**DIRECTIONS:** Reproduce every one of the rows below word for word, leaving out the pictures.

**EXERCISE MATERIALS:**
****

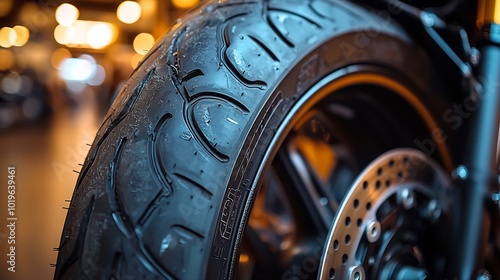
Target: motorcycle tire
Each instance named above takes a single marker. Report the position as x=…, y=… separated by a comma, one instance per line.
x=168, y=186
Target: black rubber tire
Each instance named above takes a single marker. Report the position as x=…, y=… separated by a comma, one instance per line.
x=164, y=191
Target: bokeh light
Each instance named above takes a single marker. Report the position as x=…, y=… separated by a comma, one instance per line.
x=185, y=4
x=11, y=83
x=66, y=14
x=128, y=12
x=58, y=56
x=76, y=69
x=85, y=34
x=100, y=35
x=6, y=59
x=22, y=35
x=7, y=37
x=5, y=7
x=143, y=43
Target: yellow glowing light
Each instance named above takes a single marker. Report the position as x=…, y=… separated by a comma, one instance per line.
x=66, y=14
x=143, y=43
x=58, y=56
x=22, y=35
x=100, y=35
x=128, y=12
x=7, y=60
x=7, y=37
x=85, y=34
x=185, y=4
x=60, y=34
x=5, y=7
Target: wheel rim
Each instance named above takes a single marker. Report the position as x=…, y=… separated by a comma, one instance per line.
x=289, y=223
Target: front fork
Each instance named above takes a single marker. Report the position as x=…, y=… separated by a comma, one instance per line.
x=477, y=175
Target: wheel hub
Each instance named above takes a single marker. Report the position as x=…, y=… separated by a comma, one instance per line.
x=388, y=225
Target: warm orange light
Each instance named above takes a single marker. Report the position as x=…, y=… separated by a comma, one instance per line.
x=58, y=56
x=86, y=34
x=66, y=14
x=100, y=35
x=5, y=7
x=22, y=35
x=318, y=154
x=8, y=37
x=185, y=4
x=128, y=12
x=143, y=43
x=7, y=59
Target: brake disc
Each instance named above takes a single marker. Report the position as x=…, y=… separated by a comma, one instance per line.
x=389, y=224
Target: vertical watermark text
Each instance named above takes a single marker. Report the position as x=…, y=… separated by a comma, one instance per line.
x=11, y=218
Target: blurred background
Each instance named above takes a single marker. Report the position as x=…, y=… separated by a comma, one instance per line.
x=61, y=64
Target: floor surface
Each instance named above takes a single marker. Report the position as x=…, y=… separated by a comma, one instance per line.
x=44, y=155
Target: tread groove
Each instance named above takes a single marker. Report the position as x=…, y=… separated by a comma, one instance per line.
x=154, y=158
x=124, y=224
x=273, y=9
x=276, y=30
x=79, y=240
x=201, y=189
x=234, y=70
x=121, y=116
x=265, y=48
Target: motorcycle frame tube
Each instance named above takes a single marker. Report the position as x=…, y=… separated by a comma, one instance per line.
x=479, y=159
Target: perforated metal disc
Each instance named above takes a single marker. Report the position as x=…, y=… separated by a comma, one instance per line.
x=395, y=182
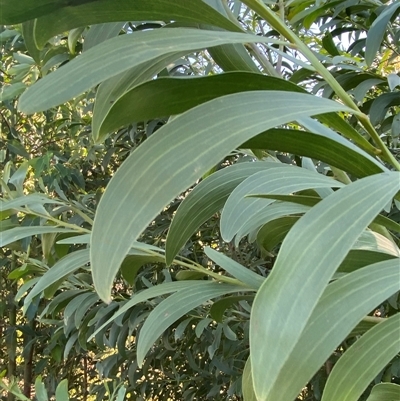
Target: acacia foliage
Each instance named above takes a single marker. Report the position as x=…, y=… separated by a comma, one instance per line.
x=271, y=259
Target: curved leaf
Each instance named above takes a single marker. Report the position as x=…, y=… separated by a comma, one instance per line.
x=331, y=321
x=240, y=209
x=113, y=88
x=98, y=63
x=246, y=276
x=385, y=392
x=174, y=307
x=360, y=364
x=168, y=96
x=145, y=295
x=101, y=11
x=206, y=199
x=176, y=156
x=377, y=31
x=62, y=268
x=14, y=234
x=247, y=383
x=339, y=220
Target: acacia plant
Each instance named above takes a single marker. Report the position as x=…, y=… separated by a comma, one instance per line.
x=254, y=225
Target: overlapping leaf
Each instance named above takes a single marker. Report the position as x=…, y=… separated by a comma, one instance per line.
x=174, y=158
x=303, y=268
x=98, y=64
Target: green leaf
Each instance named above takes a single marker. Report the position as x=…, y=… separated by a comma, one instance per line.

****

**FULL OUTPUT:**
Target: motorcycle tire
Each instance named above takes a single marker. Report the position as x=…, y=… separated by a comma, one instance per line.
x=168, y=186
Target: black rubber tire
Each instance named above takes a single marker. Report the position as x=…, y=… separated by a comma, one instance per line.
x=164, y=191
Target: bokeh light
Each instance named above takes a single marker. Report the position as x=…, y=… separated by a comma, one instance per line.
x=185, y=4
x=11, y=83
x=66, y=14
x=128, y=12
x=58, y=56
x=76, y=69
x=85, y=34
x=100, y=35
x=6, y=59
x=22, y=35
x=7, y=37
x=5, y=7
x=143, y=43
Target: yellow glowing light
Each instance named above takes a single marker. Report the position as x=…, y=… separated by a comma, one instance per line.
x=66, y=14
x=143, y=43
x=58, y=56
x=22, y=35
x=100, y=35
x=128, y=12
x=7, y=60
x=7, y=37
x=85, y=34
x=185, y=4
x=60, y=34
x=5, y=7
Target: wheel rim
Each instance named above takes a single marker. Report the position as x=…, y=… separated by a comma, one instance per line.
x=289, y=223
Target: front fork
Each instance named above takes a single marker. Report the position as x=…, y=… separated by a comma, one instance per line.
x=477, y=175
Target: wheel hub
Each instance named above takes a single marker. Report the position as x=…, y=… separated by a comma, one instance per line.
x=388, y=225
Target: warm orange light
Each instance named above takes a single marker. Report the position as x=…, y=… separated by a comma, one instance per line.
x=58, y=56
x=86, y=34
x=66, y=14
x=100, y=35
x=5, y=7
x=22, y=35
x=318, y=154
x=8, y=37
x=185, y=4
x=128, y=12
x=143, y=43
x=7, y=59
Target: brake disc
Each instance named above takes a single marker. Report the position as x=…, y=… separated by a comma, one instance per line.
x=389, y=224
Target: vertical watermark text
Each instance named above takes a single marker. Report the position as x=…, y=… separated by a comma, one instance per line.
x=11, y=218
Target: blurred background
Each instance named above takes a single marker. Report the position as x=…, y=… separated by a comma, one instance per line.
x=61, y=64
Target: floor surface
Each instance named above takes a single marker. Report the position as x=…, y=… separated by a comma, one instance per line.
x=44, y=155
Target: tread groove
Each instance named above takes a single marker. Report the position as x=…, y=… separated by a comma, one instance per line.
x=154, y=158
x=124, y=224
x=273, y=9
x=276, y=30
x=79, y=240
x=201, y=189
x=234, y=70
x=121, y=116
x=265, y=48
Target: motorcycle frame tube
Each instance named above takes a single marker. Report the position as x=…, y=… separated by a comma, one instance per line.
x=479, y=159
Target: perforated metal disc
Each instance named above takes a single marker. Report the position as x=…, y=… separated by a comma, one instance per line.
x=395, y=182
Target: acacia foliage
Each instance named above takes a single marker. Report the position as x=…, y=… separated by a comma, one instance per line.
x=271, y=259
Target: curved leaf
Each instance named above takes a single marker. Report the position as x=…, y=… separated by a comma, one instance per line.
x=331, y=321
x=240, y=209
x=113, y=88
x=98, y=63
x=246, y=276
x=385, y=392
x=174, y=307
x=360, y=364
x=168, y=96
x=145, y=295
x=101, y=11
x=206, y=199
x=176, y=156
x=377, y=31
x=62, y=268
x=14, y=234
x=247, y=383
x=339, y=220
Target: acacia plant
Each instance named above takes a single marker. Report the position as x=…, y=… separated by a comma, one instance per line.
x=254, y=225
Target: overlapping leaf
Each instance named above takes a single marker. Report the position as x=…, y=… separated by a comma, one instance per line.
x=174, y=158
x=303, y=268
x=98, y=64
Target: green leaf
Each instance named above takes a single marker. Report the position as x=…, y=… separated by a comma, one instance per line.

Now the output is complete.